Mis primeros pasos por el mundo (3)
Escenas de películas como
“La cadena invisible” con Elhizabet Taylor adolescente, “Gascón el zurdo”, ”Beau Geste”, “Murieron con las botas puestas”
con Errol Flint, o “La vida secreta de Walter Smits” con Danny
Kelly, se cuelan en mi cabeza haciéndome recordar aquellos alegres años
infantiles.
Cosas típicas de la
ciudad y que prácticamente han desaparecido son los puestos de chumbos que
frescos y pelados para evitar las espinas, te ofrecían los vendedores pregonando su mercancía diciendo “chumbos gordos y
reondos”.
Otra figura desaparecida
pero no olvidada, por causa del monumento que hay cercano al puerto, es la del “cenachero”, cuando este pasaba voceando
por las calles el rico pescado que llevaba en unos capachos que colgaba con
garbo de sus brazos en jarra, para soportar el peso de la mercancía que pregonaba.
Personajes conocidos de
aquellos tiempos en la ciudad, me vienen a la memoria, como Mariquilla “la
loca”, que nos corría por las calles cuando perversamente nos metíamos con
ella. O el “puto Pedro” un pobre hombre pacífico, sin muchas luces, con un
hatillo bajo el brazo, que a todo lo que se moviera o no, le anteponía la
palabra puto o puta, según fuera masculino o femenino. Ambos vivían de la
caridad pública.
Recuerdo al sujeto un
poco “ido de la olla”, filósofo
callejero no exento de chispa y gracia, de nombre Matías que según los
comentarios de la gente, antes cuando cuerdo, había sido oficial de la Legión y
compañero de Millán Astray (General, fundador de dicho cuerpo militar), y que ahora
encaramado en cualquier lugar un poco prominente de la calle o plaza donde se
encontrara, arengaba a los viandantes que se congregaban, para escuchar sus hilarantes
discursos que siempre terminaba dando un fuerte zapatazo en el suelo y
diciendo: ¡Señores, y dice Matías!
Me viene a la memoria uno
de sus ocurrentes chistes que decía así: ¡Si
alguna vez te compras una bicicleta, que sea de la marca BH; por si por H o por
B, la tienes que vender!
También había en la
ciudad un cura muy famoso conocido como el “Padre Potaje”, que muchos lo nombrábamos
en forma despectiva, cuando en realidad este buen hombre llevaba adelante un
comedor social en una época tan difícil y de tanta miseria, como lo fue, la
post guerra civil española y el bloqueo internacional que sufría el País, por
causa de la dictadura franquista.

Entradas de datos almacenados
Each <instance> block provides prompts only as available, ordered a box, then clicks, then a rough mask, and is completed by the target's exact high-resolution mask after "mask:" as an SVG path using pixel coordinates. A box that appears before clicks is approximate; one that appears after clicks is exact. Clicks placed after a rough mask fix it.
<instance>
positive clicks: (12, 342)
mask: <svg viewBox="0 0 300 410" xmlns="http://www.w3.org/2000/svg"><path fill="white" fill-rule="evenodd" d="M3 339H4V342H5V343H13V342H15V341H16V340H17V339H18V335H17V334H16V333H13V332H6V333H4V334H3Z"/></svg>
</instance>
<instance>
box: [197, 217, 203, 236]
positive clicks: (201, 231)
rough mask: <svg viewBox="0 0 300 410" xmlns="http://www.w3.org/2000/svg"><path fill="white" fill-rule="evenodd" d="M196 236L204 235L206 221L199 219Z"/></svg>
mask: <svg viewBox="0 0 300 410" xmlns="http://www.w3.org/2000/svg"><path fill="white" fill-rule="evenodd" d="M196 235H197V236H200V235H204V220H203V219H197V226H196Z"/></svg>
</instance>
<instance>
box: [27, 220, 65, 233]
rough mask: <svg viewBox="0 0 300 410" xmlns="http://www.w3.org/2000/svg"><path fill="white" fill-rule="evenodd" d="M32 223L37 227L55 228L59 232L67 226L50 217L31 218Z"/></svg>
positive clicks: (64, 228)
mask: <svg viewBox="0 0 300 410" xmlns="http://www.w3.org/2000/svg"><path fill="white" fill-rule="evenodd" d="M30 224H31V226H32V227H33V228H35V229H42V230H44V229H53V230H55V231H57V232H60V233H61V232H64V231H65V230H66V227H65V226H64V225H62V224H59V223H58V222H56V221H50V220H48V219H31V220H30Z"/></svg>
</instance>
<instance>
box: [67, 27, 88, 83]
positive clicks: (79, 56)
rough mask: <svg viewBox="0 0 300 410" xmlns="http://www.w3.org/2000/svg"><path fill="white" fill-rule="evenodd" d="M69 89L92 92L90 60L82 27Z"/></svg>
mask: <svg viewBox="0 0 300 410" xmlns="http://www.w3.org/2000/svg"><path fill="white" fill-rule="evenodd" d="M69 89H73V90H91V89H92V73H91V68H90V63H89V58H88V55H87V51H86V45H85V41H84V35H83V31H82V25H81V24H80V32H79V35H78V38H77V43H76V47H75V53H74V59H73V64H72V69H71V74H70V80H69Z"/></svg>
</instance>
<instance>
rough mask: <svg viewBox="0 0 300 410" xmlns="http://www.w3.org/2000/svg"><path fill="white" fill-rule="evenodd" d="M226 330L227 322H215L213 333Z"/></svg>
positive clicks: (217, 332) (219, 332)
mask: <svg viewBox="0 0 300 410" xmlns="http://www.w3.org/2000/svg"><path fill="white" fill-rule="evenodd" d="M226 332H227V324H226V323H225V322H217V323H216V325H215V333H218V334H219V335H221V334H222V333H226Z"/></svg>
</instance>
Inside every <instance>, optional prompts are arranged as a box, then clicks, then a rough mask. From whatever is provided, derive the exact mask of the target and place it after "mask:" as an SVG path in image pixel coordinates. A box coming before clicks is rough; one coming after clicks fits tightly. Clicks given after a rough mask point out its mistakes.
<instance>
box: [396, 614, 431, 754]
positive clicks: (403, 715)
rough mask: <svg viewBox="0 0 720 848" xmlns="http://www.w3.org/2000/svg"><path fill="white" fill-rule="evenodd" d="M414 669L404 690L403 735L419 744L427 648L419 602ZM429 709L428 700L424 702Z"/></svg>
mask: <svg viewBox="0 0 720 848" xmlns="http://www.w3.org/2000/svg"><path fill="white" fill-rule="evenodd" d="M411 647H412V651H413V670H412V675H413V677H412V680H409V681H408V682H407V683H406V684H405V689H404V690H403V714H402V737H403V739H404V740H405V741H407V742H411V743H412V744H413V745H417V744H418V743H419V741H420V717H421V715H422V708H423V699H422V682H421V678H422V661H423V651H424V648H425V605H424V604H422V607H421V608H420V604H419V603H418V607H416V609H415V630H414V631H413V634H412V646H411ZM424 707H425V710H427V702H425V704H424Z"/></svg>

= Conjunto de tareas =
- A) Enumere todos los títulos de películas que se mencionan en el relato.
- B) Devuelva sin cambios el fragmento del relato que va desde "Cosas típicas de" hasta "mercancía que pregonaba.", incluidas ambas palabras.
Las entradas constituyen un material independiente del relato.

= Respuestas por ítem =
- A)
- "La cadena invisible"
- "Gascón el zurdo"
- "Beau Geste"
- "Murieron con las botas puestas"
- "La vida secreta de Walter Smits"

- B)
Cosas típicas de la
ciudad y que prácticamente han desaparecido son los puestos de chumbos que
frescos y pelados para evitar las espinas, te ofrecían los vendedores pregonando su mercancía diciendo “chumbos gordos y
reondos”.
Otra figura desaparecida
pero no olvidada, por causa del monumento que hay cercano al puerto, es la del “cenachero”, cuando este pasaba voceando
por las calles el rico pescado que llevaba en unos capachos que colgaba con
garbo de sus brazos en jarra, para soportar el peso de la mercancía que pregonaba.